[Data shown]:
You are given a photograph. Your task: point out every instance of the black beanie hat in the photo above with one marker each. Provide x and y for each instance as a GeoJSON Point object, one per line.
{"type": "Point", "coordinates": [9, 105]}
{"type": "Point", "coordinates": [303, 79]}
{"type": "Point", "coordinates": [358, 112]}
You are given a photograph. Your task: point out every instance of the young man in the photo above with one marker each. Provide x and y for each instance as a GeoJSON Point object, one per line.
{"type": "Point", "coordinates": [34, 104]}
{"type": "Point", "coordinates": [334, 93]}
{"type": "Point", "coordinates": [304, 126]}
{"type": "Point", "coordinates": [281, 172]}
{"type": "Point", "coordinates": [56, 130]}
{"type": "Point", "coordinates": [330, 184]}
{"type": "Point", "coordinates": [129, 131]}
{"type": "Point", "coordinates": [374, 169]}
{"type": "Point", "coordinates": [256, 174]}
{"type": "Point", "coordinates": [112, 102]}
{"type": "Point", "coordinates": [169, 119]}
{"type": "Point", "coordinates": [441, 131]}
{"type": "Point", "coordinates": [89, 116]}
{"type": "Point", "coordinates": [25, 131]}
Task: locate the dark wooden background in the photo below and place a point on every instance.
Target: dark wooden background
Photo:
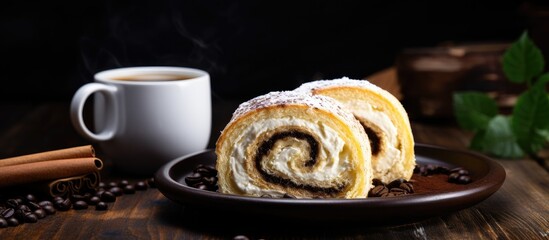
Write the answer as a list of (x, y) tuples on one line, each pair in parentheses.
[(50, 48)]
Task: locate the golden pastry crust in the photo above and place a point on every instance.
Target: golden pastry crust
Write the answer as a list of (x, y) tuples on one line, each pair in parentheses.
[(293, 143), (384, 119)]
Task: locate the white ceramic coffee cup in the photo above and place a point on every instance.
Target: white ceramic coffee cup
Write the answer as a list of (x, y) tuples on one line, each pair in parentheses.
[(142, 123)]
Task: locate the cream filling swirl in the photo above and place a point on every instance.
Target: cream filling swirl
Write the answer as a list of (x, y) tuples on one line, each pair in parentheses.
[(391, 155), (332, 159)]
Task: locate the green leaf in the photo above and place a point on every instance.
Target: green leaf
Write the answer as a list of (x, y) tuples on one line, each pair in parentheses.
[(531, 114), (477, 143), (499, 139), (544, 133), (542, 81), (473, 110), (523, 60)]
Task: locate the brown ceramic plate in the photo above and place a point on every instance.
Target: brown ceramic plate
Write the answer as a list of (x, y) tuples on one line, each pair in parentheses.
[(487, 175)]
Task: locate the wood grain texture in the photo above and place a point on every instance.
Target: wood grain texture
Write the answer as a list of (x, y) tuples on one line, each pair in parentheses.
[(519, 210)]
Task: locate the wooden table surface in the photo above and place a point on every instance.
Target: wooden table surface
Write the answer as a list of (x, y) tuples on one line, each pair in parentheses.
[(518, 210)]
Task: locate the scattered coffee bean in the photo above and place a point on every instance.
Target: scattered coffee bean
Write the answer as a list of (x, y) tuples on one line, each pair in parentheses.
[(94, 200), (28, 208), (101, 206), (45, 203), (112, 184), (30, 198), (117, 191), (108, 197), (49, 209), (378, 191), (79, 205), (129, 189), (40, 213), (34, 205), (204, 177), (396, 187), (287, 195), (3, 223), (123, 183), (458, 175), (63, 205), (30, 218), (12, 221), (240, 237), (7, 213), (377, 182), (12, 202), (141, 185), (151, 183)]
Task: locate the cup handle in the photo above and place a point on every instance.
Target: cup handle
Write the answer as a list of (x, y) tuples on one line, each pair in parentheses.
[(77, 107)]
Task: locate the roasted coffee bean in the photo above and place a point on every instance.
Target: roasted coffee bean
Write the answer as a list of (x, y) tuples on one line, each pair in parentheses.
[(407, 186), (19, 214), (430, 168), (464, 179), (196, 175), (151, 183), (205, 172), (99, 193), (397, 190), (287, 195), (30, 198), (40, 213), (8, 213), (49, 209), (112, 184), (3, 223), (12, 202), (443, 170), (393, 194), (94, 200), (378, 191), (453, 177), (123, 183), (211, 180), (193, 181), (117, 191), (377, 182), (101, 206), (108, 197), (78, 197), (129, 189), (12, 221), (30, 218), (240, 237), (34, 205), (395, 183), (45, 203), (141, 185), (207, 167), (79, 205), (63, 205), (24, 208)]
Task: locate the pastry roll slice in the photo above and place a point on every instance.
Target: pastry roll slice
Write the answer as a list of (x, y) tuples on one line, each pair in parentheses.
[(384, 119), (293, 143)]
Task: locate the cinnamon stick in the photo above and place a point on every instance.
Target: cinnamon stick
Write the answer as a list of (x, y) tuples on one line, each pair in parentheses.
[(86, 151), (47, 170)]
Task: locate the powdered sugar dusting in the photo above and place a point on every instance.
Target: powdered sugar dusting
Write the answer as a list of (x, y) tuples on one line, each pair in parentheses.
[(344, 81), (278, 98)]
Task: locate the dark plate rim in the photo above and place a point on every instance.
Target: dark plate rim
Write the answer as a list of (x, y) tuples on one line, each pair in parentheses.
[(487, 182)]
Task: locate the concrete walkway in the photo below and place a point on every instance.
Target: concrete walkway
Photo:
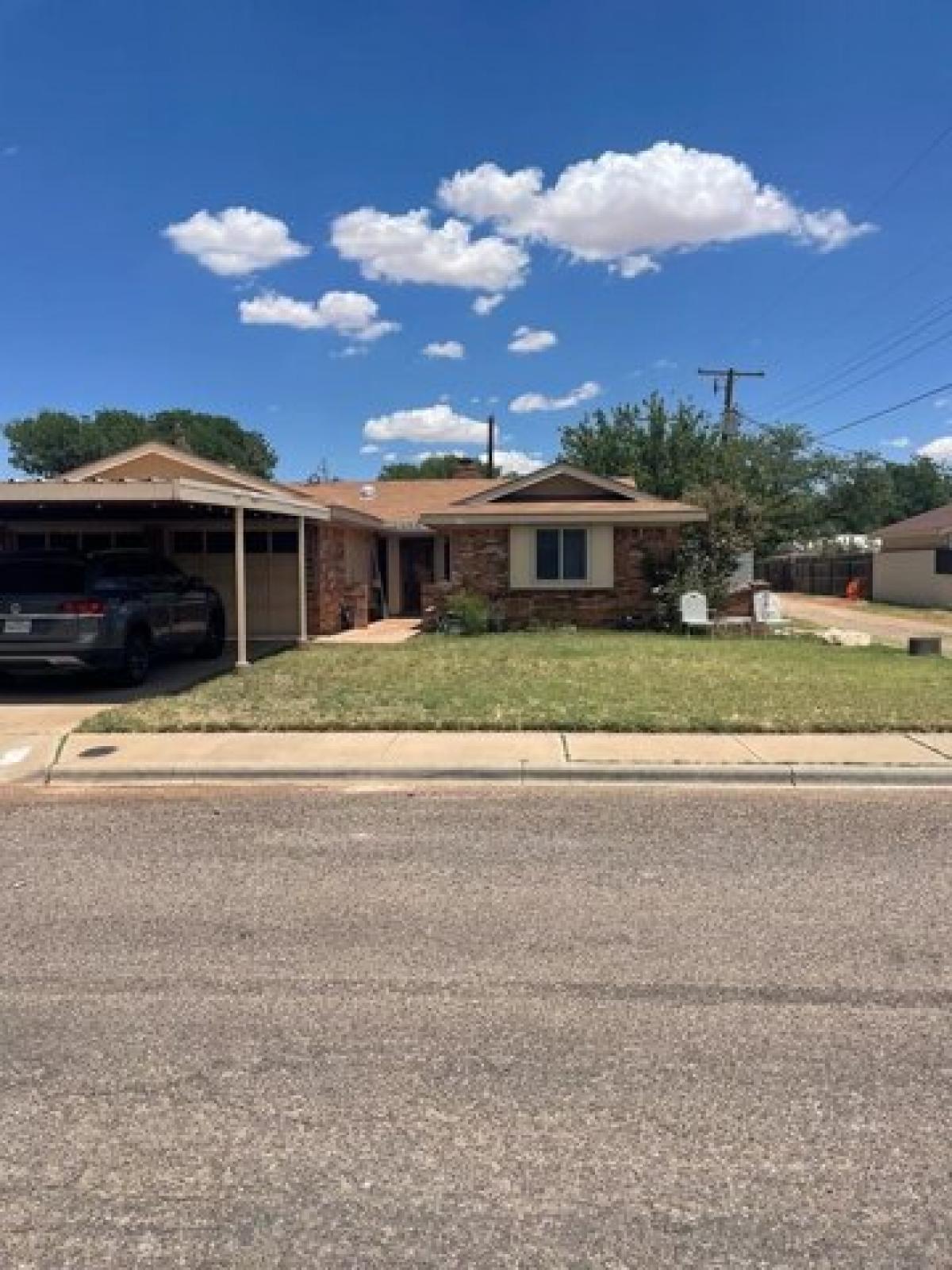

[What the task asks]: Reproduce word for word the material above, starting with the line that has "Task: locate the white" and stopping after the line that has "Target: green leaf".

[Task solution]:
Task: locate the white ceramic coffee cup in the photo above and place a point on every instance.
Target: white ceramic coffee cup
Write the answer as a list of (x, y) tuples on one line, each pair in parentheses.
[(142, 123)]
Task: locate the cream filling swirl in the photo above and place a point on every instance.
Target: cream filling swirl
Write the answer as a list of (x, y) tuples on one line, each pair in parentheses.
[(391, 155), (332, 159)]
Task: locate the green leaf in the photo above and place a point on every instance.
Target: green leaf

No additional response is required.